About this exercise: In the records, each line holding "below" must be reported.

Referring expression data:
----

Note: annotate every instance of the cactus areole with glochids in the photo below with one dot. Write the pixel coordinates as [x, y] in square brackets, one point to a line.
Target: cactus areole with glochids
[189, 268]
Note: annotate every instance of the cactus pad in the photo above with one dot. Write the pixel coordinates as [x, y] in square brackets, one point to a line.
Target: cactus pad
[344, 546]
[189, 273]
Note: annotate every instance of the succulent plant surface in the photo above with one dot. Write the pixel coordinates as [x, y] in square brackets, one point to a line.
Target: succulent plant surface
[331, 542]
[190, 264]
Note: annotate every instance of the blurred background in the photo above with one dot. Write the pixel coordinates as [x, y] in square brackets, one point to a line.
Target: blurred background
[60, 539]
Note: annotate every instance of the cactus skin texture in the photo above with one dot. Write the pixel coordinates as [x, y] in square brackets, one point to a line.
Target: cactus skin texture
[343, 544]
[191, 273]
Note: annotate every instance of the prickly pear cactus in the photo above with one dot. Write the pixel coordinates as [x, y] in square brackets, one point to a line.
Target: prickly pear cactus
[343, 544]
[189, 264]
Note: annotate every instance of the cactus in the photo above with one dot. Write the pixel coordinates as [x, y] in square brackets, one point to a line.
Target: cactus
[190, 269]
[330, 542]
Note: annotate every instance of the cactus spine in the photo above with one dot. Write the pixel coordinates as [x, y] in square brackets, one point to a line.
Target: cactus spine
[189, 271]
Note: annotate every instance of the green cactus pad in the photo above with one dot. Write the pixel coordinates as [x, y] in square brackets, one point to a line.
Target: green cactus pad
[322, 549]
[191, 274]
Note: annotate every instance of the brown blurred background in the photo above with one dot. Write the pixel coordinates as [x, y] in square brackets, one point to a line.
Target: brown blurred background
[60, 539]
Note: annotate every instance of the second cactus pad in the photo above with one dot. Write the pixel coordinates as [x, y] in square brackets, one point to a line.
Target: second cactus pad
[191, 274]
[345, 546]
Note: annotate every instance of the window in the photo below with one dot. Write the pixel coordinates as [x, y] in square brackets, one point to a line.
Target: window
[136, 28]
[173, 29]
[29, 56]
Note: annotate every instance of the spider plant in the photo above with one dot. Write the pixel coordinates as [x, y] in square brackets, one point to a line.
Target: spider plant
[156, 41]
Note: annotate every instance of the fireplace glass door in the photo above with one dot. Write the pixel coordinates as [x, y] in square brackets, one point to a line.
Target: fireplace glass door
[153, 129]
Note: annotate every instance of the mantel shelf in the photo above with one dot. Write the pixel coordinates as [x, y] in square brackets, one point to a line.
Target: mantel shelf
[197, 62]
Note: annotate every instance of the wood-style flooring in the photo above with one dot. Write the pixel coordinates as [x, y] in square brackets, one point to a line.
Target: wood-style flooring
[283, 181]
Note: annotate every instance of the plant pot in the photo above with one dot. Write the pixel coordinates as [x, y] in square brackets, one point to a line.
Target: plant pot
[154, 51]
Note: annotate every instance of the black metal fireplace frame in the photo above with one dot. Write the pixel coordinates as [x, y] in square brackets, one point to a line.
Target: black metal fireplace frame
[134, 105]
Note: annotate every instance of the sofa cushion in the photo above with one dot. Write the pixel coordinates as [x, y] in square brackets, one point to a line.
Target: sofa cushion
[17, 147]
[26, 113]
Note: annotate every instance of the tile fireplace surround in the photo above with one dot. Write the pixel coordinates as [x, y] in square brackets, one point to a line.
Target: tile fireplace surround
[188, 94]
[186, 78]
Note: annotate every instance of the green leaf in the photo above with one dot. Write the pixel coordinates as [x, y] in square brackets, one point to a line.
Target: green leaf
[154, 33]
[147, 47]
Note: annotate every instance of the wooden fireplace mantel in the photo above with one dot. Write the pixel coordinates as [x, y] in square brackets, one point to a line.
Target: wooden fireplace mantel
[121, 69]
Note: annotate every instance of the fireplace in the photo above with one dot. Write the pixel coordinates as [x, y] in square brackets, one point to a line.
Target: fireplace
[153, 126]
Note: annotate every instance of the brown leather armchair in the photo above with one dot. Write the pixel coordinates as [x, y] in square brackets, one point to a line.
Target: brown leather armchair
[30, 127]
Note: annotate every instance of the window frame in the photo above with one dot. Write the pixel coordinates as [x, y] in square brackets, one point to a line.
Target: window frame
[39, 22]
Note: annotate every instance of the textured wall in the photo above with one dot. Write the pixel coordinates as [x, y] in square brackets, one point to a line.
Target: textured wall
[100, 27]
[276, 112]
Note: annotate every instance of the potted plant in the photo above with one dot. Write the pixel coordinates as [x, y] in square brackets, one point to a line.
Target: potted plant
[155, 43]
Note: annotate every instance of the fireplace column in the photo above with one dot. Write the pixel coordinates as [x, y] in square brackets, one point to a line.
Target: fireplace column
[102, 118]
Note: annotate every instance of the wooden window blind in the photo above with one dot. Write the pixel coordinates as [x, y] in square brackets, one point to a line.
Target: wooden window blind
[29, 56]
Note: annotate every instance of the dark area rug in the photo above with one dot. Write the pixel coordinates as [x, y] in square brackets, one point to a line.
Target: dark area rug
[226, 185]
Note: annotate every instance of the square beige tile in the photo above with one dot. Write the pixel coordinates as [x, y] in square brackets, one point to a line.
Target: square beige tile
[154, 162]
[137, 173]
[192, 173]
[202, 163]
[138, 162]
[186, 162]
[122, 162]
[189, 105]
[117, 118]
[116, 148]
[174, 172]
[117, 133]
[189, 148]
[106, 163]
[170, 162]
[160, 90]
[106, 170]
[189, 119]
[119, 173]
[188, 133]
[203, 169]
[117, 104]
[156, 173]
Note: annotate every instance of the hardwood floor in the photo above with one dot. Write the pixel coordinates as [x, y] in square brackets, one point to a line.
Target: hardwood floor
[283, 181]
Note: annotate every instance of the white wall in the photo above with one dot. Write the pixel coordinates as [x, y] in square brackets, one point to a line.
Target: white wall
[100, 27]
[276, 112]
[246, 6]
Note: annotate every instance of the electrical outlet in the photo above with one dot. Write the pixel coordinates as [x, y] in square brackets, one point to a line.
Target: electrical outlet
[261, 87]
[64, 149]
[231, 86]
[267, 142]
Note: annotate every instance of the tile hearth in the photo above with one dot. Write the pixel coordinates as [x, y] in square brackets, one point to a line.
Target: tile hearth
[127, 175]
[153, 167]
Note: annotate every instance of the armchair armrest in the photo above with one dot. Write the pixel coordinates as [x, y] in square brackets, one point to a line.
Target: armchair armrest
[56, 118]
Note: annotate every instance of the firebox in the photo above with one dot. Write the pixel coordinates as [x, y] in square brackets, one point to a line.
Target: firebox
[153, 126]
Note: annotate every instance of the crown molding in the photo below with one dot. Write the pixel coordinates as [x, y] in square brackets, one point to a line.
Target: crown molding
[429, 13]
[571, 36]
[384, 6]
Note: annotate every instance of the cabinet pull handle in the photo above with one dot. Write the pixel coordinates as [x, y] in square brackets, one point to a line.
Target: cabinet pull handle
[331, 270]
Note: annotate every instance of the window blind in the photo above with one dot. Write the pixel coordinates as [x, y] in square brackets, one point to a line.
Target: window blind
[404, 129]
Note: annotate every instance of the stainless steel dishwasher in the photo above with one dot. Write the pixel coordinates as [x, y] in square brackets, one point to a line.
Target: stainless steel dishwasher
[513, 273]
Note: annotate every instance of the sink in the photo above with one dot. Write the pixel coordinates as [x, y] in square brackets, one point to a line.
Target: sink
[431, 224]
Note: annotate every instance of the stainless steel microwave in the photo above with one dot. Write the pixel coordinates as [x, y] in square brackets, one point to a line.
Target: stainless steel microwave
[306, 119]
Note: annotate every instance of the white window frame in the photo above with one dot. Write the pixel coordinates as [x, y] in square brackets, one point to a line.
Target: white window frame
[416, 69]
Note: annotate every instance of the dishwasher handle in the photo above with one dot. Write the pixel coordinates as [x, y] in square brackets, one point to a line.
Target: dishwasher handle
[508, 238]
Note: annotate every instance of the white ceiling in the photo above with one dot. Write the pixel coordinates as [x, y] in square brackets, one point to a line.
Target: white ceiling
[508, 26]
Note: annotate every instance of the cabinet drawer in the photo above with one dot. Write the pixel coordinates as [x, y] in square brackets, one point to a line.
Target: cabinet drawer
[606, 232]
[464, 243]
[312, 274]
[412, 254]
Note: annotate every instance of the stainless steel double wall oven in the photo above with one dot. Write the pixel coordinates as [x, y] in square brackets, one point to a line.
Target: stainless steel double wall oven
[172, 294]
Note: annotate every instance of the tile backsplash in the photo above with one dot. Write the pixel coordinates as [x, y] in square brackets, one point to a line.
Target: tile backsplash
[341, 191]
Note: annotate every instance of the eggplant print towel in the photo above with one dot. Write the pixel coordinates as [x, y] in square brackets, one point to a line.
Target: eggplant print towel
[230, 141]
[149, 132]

----

Exercise response:
Note: annotate every instance of the cactus areole with glochids in the photo below with one dot. Write the pixel coordinates as [x, y] in square brackets, one point to a line.
Note: annotate every instance of the window in the photo below with one dot. Write the pixel coordinates as [x, y] in square brackets, one point to a line.
Note: annotate every instance of the crown molding in the photo below with one dot. Write the pixel coordinates as [x, y] in square brackets, one point to a line.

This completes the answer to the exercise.